*** Opening of DATA ***

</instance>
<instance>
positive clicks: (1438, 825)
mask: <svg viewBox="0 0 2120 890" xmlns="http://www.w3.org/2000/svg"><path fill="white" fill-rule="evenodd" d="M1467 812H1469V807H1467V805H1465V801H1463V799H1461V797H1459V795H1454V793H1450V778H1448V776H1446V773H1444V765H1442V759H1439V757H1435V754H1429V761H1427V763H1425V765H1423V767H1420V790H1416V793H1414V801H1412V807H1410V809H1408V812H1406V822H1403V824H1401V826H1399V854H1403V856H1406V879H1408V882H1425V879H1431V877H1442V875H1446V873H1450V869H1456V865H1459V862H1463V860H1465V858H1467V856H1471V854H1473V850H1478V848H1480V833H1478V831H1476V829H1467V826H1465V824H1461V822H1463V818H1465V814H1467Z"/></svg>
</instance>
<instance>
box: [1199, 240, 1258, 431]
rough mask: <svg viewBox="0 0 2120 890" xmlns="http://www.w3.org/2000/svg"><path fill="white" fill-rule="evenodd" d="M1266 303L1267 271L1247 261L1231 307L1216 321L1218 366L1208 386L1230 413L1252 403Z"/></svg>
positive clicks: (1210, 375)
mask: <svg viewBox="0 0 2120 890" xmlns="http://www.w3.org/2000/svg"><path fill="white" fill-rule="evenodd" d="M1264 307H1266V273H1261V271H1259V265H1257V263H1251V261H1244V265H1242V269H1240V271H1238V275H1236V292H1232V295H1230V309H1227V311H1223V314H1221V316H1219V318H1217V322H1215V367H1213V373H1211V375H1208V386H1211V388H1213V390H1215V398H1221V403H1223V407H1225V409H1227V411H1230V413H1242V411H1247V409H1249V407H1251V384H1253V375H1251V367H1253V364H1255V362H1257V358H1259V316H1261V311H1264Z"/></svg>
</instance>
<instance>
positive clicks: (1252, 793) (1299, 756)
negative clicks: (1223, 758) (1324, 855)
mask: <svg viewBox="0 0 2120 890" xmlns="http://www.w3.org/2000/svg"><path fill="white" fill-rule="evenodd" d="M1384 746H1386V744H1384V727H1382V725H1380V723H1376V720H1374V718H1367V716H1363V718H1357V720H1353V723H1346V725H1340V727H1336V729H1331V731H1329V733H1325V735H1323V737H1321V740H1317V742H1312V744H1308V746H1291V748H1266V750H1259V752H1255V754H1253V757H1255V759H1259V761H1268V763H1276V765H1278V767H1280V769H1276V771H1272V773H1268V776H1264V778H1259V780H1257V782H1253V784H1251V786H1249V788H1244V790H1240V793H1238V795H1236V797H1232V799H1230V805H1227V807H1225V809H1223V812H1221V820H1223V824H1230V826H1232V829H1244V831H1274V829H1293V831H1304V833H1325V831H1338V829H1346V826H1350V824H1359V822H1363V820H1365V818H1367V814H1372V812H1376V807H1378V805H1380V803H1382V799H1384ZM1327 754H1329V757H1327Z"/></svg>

*** Close of DATA ***

■ **WHAT THE TASK ASKS**:
Return each entry from the material above exactly as it appears.

■ **REPLY TO THE EXERCISE**:
</instance>
<instance>
positive clicks: (1438, 825)
mask: <svg viewBox="0 0 2120 890" xmlns="http://www.w3.org/2000/svg"><path fill="white" fill-rule="evenodd" d="M1467 812H1469V807H1467V805H1465V801H1463V799H1461V797H1459V795H1454V793H1450V778H1448V776H1446V773H1444V765H1442V759H1439V757H1435V754H1429V761H1427V763H1425V765H1423V767H1420V790H1416V793H1414V801H1412V807H1410V809H1408V812H1406V822H1403V824H1401V826H1399V854H1403V856H1406V879H1408V882H1425V879H1431V877H1442V875H1446V873H1450V869H1456V865H1459V862H1463V860H1465V858H1467V856H1471V854H1473V850H1478V848H1480V833H1478V831H1476V829H1467V826H1465V824H1461V822H1463V818H1465V814H1467Z"/></svg>
</instance>
<instance>
box: [1199, 240, 1258, 431]
rough mask: <svg viewBox="0 0 2120 890" xmlns="http://www.w3.org/2000/svg"><path fill="white" fill-rule="evenodd" d="M1266 303L1267 271L1247 261L1231 307L1216 321L1218 366L1208 386L1230 413L1252 403Z"/></svg>
positive clicks: (1210, 375)
mask: <svg viewBox="0 0 2120 890" xmlns="http://www.w3.org/2000/svg"><path fill="white" fill-rule="evenodd" d="M1264 307H1266V273H1261V271H1259V265H1257V263H1251V261H1244V265H1242V269H1240V271H1238V275H1236V292H1232V295H1230V309H1227V311H1223V314H1221V316H1219V318H1217V322H1215V367H1213V373H1211V375H1208V386H1211V388H1213V390H1215V398H1221V403H1223V407H1225V409H1227V411H1230V413H1242V411H1247V409H1249V407H1251V384H1253V375H1251V367H1253V364H1255V362H1257V358H1259V316H1261V311H1264Z"/></svg>
</instance>
<instance>
positive clicks: (1252, 793) (1299, 756)
negative clicks: (1223, 758) (1324, 855)
mask: <svg viewBox="0 0 2120 890" xmlns="http://www.w3.org/2000/svg"><path fill="white" fill-rule="evenodd" d="M1384 746H1386V744H1384V727H1382V725H1380V723H1376V720H1374V718H1367V716H1363V718H1357V720H1353V723H1346V725H1340V727H1336V729H1331V731H1329V733H1325V735H1323V737H1321V740H1317V742H1312V744H1308V746H1291V748H1266V750H1259V752H1255V754H1253V757H1255V759H1259V761H1268V763H1276V765H1278V767H1280V769H1276V771H1272V773H1268V776H1264V778H1259V780H1257V782H1253V784H1251V786H1249V788H1244V790H1240V793H1238V795H1236V797H1232V799H1230V805H1227V807H1225V809H1223V812H1221V820H1223V824H1230V826H1232V829H1244V831H1274V829H1293V831H1304V833H1325V831H1338V829H1346V826H1350V824H1359V822H1363V820H1365V818H1367V814H1372V812H1376V807H1378V805H1380V803H1382V799H1384ZM1327 754H1329V757H1327Z"/></svg>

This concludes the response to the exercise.